RECORDS FOR PROCESSING:
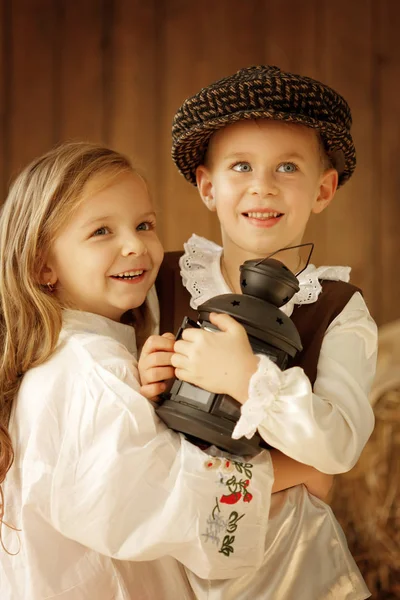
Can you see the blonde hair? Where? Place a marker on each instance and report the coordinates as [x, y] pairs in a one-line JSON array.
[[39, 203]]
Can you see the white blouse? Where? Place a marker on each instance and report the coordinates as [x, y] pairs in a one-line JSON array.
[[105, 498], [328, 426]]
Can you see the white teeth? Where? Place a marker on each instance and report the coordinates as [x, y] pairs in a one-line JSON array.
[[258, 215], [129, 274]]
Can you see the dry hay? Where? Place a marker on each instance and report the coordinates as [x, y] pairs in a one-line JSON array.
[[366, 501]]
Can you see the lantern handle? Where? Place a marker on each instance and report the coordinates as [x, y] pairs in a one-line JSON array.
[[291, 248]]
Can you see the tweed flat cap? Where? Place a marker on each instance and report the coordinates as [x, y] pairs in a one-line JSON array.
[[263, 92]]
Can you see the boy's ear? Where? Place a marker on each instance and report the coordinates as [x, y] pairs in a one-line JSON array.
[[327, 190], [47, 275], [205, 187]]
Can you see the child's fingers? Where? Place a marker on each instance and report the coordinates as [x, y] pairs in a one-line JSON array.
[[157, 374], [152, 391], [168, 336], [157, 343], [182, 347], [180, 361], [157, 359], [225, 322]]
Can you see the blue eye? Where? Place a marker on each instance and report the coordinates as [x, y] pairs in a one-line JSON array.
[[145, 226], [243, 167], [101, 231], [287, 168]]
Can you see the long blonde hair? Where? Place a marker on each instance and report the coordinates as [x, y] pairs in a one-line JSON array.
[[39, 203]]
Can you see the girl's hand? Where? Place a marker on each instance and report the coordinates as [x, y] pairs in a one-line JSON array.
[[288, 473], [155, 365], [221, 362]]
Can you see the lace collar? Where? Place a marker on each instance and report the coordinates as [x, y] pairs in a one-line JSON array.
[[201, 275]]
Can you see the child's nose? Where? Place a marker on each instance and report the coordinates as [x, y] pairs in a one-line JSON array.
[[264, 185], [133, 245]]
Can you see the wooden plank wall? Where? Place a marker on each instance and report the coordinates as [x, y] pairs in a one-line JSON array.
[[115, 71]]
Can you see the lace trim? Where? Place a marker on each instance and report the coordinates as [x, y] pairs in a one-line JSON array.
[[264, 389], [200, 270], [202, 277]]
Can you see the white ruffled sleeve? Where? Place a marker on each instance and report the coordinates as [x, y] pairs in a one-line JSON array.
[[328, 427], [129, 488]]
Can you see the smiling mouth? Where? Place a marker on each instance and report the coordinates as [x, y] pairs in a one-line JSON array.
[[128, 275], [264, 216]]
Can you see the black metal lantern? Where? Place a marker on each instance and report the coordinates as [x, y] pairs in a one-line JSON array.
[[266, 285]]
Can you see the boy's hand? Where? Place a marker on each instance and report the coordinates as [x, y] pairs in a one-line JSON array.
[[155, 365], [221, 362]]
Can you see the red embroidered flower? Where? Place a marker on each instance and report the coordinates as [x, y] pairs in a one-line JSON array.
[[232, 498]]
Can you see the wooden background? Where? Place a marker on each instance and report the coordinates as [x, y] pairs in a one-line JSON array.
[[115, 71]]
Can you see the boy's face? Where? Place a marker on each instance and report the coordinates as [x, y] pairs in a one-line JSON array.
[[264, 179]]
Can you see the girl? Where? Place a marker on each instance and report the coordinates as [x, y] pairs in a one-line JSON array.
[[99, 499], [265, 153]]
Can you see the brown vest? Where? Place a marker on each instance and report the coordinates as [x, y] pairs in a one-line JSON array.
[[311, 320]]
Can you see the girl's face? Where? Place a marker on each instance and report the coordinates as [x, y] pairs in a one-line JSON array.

EXERCISE GOAL:
Reproduce as a numbered list the rows from the line containing "Can you see the lace trim?" up to and including the line containing "[[155, 365], [221, 362]]", leaving out any blank lines.

TASK OUTPUT:
1. Can you see the lace trim? Where? Place a marker on each instance and report the coordinates as [x, y] pairs in a one-line JSON array.
2. [[264, 389], [200, 270], [202, 277]]
3. Can you see the white ruffled sleeve? Where? Place a marker on each instance and report the coordinates as [x, y] pairs in a one-line JSON array.
4. [[328, 427], [129, 488]]
5. Can you see the smiling mouth? Where? Place a marker on each instance and report the coordinates as [x, y] pairs in a one-line JSON array.
6. [[128, 275], [264, 216]]
7. Can you see the black metal lantern? Where? Place a marker on each instance and report the coordinates as [x, y] pairs in a one-line JSON array.
8. [[266, 285]]
9. Can you see the boy's hand? Where? Place a marker on each instance and report the coordinates as [x, y] pairs in a one-line JSON array.
10. [[155, 365], [221, 362]]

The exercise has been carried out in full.